(Records from a point labeling set)
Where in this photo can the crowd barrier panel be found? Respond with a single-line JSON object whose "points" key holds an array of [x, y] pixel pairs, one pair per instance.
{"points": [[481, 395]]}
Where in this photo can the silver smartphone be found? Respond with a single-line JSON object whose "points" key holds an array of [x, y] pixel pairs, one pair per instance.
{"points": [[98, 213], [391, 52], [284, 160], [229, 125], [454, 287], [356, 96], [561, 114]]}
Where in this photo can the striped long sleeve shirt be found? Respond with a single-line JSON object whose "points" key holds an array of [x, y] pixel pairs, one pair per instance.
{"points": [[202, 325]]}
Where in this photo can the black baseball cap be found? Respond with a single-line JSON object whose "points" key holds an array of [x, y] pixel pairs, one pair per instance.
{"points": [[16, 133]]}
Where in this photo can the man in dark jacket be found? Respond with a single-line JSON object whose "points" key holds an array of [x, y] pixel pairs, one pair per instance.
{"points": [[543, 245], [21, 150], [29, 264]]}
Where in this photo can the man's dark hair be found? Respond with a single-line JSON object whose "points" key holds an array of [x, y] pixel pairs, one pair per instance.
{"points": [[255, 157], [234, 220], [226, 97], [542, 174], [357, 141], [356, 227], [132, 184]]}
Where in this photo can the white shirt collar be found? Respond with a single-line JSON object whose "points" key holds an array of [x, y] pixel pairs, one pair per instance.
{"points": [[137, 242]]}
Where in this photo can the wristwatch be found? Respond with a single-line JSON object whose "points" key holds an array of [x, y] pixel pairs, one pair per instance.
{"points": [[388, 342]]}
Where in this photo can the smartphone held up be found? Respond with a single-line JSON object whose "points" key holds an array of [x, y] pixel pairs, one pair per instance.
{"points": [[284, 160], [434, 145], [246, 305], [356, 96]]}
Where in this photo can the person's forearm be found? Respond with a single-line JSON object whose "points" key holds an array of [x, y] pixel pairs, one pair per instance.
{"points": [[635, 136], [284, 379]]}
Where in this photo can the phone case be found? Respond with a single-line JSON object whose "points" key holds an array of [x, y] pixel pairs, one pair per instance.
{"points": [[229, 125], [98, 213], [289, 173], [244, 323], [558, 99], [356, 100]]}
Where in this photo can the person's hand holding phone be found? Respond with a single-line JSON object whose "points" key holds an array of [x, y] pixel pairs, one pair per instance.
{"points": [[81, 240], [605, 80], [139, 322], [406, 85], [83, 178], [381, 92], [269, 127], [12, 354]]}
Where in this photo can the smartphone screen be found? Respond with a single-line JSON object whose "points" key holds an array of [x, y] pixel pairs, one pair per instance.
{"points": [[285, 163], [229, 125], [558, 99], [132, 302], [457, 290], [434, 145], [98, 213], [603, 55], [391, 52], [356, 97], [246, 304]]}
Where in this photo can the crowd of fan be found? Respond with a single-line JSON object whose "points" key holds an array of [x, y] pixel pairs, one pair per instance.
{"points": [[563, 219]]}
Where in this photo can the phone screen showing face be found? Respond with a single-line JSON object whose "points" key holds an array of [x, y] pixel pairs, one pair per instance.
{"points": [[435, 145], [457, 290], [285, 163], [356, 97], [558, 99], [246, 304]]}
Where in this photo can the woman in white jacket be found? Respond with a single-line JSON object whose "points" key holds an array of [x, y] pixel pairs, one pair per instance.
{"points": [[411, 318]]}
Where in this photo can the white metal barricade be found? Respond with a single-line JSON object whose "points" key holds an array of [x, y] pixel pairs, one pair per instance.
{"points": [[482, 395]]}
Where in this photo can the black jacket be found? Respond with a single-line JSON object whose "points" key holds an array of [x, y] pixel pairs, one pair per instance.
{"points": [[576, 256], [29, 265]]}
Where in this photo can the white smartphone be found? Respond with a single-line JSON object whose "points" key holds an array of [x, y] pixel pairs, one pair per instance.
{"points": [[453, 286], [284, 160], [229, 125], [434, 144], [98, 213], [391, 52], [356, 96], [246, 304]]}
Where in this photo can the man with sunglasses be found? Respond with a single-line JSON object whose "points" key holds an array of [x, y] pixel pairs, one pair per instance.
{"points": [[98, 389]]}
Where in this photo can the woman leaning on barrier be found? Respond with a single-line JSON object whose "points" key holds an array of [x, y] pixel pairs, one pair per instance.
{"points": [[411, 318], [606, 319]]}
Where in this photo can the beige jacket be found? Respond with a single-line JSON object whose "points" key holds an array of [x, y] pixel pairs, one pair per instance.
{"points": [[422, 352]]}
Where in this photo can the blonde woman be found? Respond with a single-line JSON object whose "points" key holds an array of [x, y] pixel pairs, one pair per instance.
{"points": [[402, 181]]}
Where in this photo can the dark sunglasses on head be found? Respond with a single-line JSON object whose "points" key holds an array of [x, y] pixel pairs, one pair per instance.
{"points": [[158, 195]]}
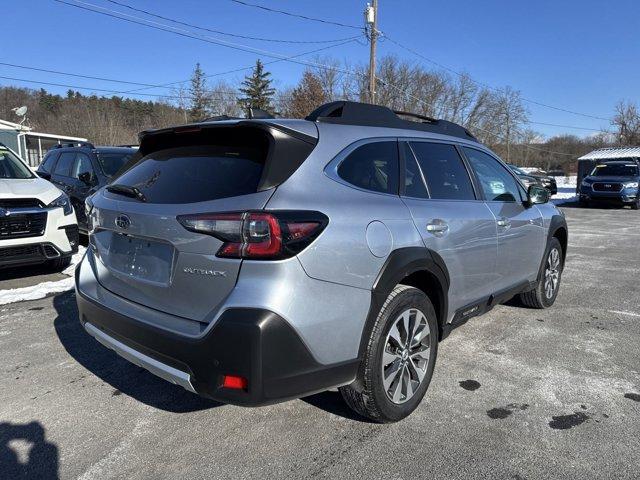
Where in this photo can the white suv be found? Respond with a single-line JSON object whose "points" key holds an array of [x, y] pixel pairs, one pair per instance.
{"points": [[37, 221]]}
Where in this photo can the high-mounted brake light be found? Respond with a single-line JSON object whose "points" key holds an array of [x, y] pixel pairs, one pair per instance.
{"points": [[258, 235]]}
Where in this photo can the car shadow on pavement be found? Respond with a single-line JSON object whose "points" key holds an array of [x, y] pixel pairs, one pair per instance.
{"points": [[332, 402], [25, 452], [125, 377]]}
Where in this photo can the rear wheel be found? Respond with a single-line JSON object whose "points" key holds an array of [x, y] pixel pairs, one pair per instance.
{"points": [[546, 290], [398, 363]]}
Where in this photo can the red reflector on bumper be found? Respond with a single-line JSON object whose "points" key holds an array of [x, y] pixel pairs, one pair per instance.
{"points": [[232, 381]]}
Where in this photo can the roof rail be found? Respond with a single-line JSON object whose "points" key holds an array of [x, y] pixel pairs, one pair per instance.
{"points": [[74, 144], [366, 114]]}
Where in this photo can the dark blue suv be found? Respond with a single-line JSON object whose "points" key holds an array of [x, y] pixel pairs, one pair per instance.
{"points": [[81, 169], [615, 181]]}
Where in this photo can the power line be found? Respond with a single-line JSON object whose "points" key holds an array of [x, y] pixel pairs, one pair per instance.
{"points": [[188, 34], [57, 72], [565, 126], [296, 15], [92, 89], [444, 67], [219, 32]]}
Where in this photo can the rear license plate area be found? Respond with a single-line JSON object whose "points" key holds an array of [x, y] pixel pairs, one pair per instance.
{"points": [[135, 257]]}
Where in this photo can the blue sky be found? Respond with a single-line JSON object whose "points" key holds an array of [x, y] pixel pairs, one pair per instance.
{"points": [[577, 55]]}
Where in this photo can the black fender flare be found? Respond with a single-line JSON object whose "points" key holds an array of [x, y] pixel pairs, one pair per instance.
{"points": [[557, 222], [400, 264]]}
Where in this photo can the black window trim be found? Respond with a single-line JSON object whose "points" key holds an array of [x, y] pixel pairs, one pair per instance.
{"points": [[55, 155], [502, 163], [70, 166], [331, 169], [93, 167], [477, 192]]}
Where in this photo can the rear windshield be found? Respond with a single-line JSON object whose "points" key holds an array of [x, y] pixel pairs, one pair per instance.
{"points": [[615, 170], [196, 174], [12, 167], [111, 162]]}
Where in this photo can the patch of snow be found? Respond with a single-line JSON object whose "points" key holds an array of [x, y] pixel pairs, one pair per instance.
{"points": [[43, 289], [566, 182]]}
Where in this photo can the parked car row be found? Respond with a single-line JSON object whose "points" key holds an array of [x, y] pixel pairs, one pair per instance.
{"points": [[615, 181], [41, 218], [37, 221]]}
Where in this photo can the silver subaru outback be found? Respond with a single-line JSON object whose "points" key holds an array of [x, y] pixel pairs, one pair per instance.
{"points": [[253, 261]]}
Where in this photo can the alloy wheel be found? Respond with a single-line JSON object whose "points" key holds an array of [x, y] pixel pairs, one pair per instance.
{"points": [[405, 358], [552, 273]]}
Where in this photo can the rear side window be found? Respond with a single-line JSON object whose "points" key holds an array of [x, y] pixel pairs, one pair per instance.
{"points": [[110, 162], [443, 169], [63, 167], [196, 174], [496, 181], [373, 166], [47, 164]]}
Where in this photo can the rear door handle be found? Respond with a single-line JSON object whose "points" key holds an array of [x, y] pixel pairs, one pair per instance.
{"points": [[504, 222], [437, 227]]}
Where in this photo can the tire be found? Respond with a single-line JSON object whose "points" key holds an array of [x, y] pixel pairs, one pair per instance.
{"points": [[369, 395], [59, 264], [542, 296]]}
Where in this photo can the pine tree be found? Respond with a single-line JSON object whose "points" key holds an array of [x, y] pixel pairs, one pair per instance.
{"points": [[307, 96], [257, 90], [198, 93]]}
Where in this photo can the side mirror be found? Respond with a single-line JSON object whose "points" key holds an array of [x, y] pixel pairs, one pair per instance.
{"points": [[86, 178], [537, 195]]}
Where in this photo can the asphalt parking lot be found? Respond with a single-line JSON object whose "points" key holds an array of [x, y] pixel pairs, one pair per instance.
{"points": [[517, 394]]}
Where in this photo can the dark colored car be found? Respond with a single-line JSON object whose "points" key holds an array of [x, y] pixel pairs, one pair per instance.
{"points": [[546, 181], [80, 169], [613, 182]]}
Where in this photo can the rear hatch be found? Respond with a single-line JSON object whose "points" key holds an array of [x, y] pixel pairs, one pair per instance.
{"points": [[144, 254]]}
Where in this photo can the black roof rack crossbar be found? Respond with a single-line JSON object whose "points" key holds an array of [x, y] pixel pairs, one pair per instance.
{"points": [[366, 114], [424, 118], [74, 144]]}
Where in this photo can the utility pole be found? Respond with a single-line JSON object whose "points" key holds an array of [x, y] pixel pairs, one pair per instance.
{"points": [[371, 21]]}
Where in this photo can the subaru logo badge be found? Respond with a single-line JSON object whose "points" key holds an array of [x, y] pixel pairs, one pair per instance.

WHAT TO DO: From the line that contains "Where in this photo can the rear hatch" to the last line of the material above, repeat every line exactly, keeping both the first and the last.

EXERCISE SOLUTION:
Where in this photo can the rear hatch be found? Respond with a single-line JSON object whose "points" key holds an array of [x, y] pixel pairs, one pair per instance.
{"points": [[144, 254]]}
Where in this photo can the black roof rack crossbar be found? Respond with a single-line JSON object whose "points" key holds an array of [x, y] pixel pairs, one pair per instance.
{"points": [[366, 114], [424, 118], [74, 144]]}
Where in this photo can the utility pole be found? Respond with a single-line JSON object whose "points" key holds an array of [x, y] pixel pairs, one pair per instance.
{"points": [[371, 21]]}
Where in this photo can the subaru logo badge be found? Respond with a single-line JSON object whose "points" key holds an array of [x, y] pixel pairs, one pair per instance.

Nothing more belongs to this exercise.